──────── TEXTO EM ESTUDO ────────
Ao longo do texto ir-se-á discutir os recentes avanços e recuos da educação de Surdos em Portugal, com enfoque numa perspectiva de bilinguismo e intermulticulturalismo crítico que advém de um paradigma sócio-antropológico da surdez. Irá defender-se, em particular, a formação pedagógica de professores Surdos como um passo imprescindível e inadiável na concretização de uma adequada educação bilingue de Surdos.

Introdução

Este texto corresponde a uma versão revista e actualizada da comunicação efectuada no Congresso Internacional de Educação Básica (CIEB) em Setembro de 2007. Nessa altura, de acordo com as características do público do Congresso, supostamente heterogéneo quanto ao conhecimento (teórico e prático) das questões relacionadas com a educação de Surdos, fizemos uma selecção de alguns aspectos que consideramos mais relevantes e que pudessem levar à inquietude e ao questionamento no sentido de uma melhoria. Assim, pareceu-nos ser pertinente a abordagem da formação de professores, terreno onde julgamos existirem, ainda, muitas necessidades, apesar de algumas vozes defenderem o contrário.

Mas, o que se pretendeu trazer de diferente à discussão? Talvez a relação entre os diferentes termos que compõem o título da própria comunicação pelo que julgamos conveniente ir tornando-os explícitos e pertinentes.

1. Surdez

Já noutros momentos nos referimos (Afonso, 2006) à dificuldade que existe, para nós ouvintes, em percebermos o que é ser Surdo e quais os aspectos específicos do seu funcionamento. Isto porque, para além duma característica física (perda auditiva) que é possível de ser quantificável através de exames, existe todo um conjunto de factores que levam a não ser possível explicitar e quantificar outras «perdas» e outros «ganhos». Aqui, como é evidente e temos referido frequentemente, existe um choque entre a concepção vulgar, tradicional, advinda de um paradigma médico-pedagógico que considera a surdez como um défice e uma nova concepção de um paradigma sócio-antropológico (Skliar, 2001) que afirma ser a surdez uma característica cultural. Esta situação conduz a que o Surdo deva ser entendido como membro de uma comunidade minoritária linguística e étnico-cultural própria representando, através da sua forma diferente de experienciar o mundo, uma mais-valia para a humanidade.
──────── CONJUNTO DE DADOS ────────
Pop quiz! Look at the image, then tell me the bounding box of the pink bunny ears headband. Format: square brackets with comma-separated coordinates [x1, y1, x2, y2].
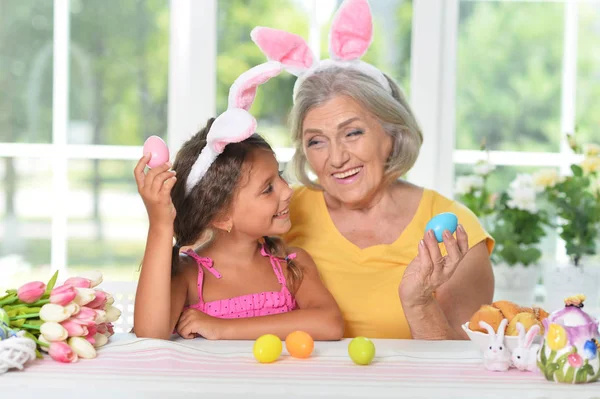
[185, 61, 282, 195]
[250, 0, 392, 102]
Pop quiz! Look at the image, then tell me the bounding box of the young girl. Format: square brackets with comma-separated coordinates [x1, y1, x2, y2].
[134, 62, 344, 340]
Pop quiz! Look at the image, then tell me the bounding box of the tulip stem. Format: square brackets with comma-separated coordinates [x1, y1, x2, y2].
[0, 295, 19, 308]
[21, 324, 40, 330]
[30, 299, 50, 307]
[10, 313, 40, 321]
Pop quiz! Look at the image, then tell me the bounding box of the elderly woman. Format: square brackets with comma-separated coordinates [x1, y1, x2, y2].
[252, 0, 494, 339]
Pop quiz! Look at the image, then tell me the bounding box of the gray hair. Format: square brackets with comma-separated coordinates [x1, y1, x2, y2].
[290, 67, 423, 189]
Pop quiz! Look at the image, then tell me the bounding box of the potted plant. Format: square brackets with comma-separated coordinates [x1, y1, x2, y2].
[534, 136, 600, 309]
[490, 174, 548, 304]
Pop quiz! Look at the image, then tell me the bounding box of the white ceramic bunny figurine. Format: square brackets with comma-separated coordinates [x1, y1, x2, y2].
[479, 319, 510, 371]
[511, 323, 540, 371]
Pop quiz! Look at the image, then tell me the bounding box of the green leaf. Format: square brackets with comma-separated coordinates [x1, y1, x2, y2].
[46, 270, 58, 295]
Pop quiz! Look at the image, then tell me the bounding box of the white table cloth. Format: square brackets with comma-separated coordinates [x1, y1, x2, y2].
[0, 334, 600, 399]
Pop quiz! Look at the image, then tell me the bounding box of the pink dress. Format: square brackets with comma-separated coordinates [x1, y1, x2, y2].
[185, 245, 296, 319]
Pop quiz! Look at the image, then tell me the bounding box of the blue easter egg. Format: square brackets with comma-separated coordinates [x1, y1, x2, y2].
[583, 340, 598, 360]
[425, 212, 458, 242]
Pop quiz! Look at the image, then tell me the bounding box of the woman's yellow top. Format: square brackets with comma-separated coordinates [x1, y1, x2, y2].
[284, 187, 494, 338]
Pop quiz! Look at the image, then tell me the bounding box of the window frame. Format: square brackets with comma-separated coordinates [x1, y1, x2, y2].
[0, 0, 581, 272]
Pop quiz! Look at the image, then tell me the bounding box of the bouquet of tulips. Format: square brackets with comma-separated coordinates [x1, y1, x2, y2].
[0, 272, 121, 363]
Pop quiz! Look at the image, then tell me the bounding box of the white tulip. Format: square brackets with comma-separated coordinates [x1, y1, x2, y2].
[95, 309, 108, 324]
[65, 302, 81, 316]
[40, 321, 69, 342]
[68, 337, 96, 359]
[106, 306, 121, 323]
[78, 270, 102, 288]
[40, 303, 71, 323]
[38, 334, 50, 352]
[94, 333, 108, 348]
[73, 288, 96, 306]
────────
# O SEU OBJETIVO:
Por favor, retome o texto sobre a educação de Surdos em Portugal a partir da última frase apresentada.

# A SUA RESPOSTA:
Isso pode parecer difícil de ser entendido por quem está menos familiarizado com estes assuntos até porque, nesta perspectiva, sendo a surdez essencialmente uma construção social, ela será diferentemente assumida por parte dos ouvintes e dos Surdos. Mesmo por estes últimos, não o será de igual forma, atendendo às suas características pessoais e envolvência familiar e social, mas podemos dizer que, globalmente, se começa a esboçar um Projecto Surdo de surdez. Este passaria pela construção de uma identidade pessoal como Surdo feita num processo de afirmação positiva da diferença, aquilo que alguns designam de «Deaf Pride» («Orgulho Surdo»). Ora este, na nossa opinião, pode tornar-se perigoso se representar um auto-fechamento numa comunidade surda, cristalizando-a e não assumindo um diálogo intercultural com ouvintes e com Surdos de diferentes grupos étnico-culturais e sociais que se tornaria enriquecedor para todos.

Esse projecto passa então, pela defesa de um parentesco cultural que levaria a que os marcadores culturais Surdos fossem mais fortes relativamente a outro tipo de diferenças e diversidades geográficas, étnicas, de género, sociais… Isso assentaria na existência de uma comunidade de Surdos de referência com a qual se teria uma maior filiação do que, por exemplo, com a família biológica ouvinte.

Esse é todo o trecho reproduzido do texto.